:: INSTRUCTION ::
Rewrite the lines of the records below as a JSON list of strings, one string per line and no blank lines, starting at the first line and ending at the line containing "pixel 529 239", with both ends included.

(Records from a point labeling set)
########################################
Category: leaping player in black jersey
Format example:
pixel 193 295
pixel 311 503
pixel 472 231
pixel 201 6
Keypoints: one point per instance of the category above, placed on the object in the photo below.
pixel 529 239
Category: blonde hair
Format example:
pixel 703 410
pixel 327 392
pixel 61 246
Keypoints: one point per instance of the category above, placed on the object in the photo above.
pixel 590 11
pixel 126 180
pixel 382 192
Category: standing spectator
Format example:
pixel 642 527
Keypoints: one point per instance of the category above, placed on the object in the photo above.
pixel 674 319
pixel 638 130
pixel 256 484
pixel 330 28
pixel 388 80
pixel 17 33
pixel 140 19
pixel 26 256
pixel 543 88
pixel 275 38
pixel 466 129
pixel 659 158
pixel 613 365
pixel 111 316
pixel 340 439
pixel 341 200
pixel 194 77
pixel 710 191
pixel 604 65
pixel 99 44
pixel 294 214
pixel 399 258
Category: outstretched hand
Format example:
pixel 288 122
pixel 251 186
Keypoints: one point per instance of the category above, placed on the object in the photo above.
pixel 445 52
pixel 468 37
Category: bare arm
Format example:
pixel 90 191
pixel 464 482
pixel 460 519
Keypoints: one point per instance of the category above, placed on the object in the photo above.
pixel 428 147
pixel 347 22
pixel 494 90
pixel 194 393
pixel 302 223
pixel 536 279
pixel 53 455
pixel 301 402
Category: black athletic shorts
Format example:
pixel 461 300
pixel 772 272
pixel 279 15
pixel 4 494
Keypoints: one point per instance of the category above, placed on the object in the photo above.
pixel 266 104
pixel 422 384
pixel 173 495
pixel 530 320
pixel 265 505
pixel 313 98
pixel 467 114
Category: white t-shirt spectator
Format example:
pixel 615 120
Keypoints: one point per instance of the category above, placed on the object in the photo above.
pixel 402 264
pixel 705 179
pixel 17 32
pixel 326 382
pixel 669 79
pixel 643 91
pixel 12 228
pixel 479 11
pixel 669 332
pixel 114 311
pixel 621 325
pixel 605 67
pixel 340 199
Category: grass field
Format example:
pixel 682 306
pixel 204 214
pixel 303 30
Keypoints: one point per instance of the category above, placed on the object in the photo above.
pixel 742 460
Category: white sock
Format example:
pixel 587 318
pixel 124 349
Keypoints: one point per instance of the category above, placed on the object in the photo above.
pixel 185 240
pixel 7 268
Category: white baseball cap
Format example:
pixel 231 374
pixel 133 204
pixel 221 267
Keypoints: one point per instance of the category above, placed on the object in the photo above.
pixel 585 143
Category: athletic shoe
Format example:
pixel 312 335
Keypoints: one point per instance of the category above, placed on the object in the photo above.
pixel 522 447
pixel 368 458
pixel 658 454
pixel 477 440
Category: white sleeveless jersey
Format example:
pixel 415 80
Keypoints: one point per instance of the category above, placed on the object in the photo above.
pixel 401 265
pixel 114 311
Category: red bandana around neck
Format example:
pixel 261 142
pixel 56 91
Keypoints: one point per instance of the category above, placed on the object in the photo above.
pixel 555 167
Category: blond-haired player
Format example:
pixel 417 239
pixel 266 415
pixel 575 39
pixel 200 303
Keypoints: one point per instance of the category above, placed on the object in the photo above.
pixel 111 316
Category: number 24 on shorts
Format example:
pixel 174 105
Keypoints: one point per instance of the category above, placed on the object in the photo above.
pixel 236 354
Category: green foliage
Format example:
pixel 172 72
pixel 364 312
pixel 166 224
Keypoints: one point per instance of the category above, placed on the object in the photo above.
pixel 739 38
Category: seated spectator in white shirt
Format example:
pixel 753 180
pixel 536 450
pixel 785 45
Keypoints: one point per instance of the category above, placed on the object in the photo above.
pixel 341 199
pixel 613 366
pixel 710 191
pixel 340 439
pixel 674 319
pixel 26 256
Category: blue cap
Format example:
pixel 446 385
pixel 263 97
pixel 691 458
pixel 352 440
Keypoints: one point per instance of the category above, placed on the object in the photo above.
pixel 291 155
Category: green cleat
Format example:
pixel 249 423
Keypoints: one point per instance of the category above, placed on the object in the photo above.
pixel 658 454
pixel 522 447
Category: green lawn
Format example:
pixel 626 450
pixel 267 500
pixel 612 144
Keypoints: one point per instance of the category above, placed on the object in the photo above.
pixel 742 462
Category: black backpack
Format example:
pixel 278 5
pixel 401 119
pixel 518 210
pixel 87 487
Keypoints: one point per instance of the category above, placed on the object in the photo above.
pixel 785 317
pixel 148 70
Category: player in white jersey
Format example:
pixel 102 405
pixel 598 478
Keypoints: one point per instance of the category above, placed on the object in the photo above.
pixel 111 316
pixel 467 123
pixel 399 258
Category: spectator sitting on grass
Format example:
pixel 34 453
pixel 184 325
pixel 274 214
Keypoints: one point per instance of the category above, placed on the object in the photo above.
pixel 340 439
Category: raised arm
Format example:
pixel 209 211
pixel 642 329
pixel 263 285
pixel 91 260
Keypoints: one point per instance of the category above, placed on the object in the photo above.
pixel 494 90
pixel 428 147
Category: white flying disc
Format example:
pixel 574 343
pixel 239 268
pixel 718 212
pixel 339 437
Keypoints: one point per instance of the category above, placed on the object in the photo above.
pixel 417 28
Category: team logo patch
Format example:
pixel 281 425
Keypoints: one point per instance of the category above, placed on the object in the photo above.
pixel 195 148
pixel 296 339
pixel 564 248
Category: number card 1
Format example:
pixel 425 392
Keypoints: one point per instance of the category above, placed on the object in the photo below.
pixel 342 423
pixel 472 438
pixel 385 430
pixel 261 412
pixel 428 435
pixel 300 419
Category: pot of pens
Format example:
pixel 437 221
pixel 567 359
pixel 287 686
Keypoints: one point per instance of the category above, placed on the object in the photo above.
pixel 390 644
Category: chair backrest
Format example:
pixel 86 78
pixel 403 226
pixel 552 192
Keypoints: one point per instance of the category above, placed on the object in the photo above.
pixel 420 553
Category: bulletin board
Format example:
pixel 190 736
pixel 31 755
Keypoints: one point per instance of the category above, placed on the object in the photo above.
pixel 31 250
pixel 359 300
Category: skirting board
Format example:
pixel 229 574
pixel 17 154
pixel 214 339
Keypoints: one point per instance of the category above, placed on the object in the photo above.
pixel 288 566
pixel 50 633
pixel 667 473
########################################
:: ANSWER TO THE EXERCISE ::
[
  "Category: leaping player in black jersey",
  "Format example:",
  "pixel 193 295",
  "pixel 311 503",
  "pixel 472 231",
  "pixel 201 6",
  "Keypoints: one point per instance of the category above, placed on the object in the photo below.",
  "pixel 529 239"
]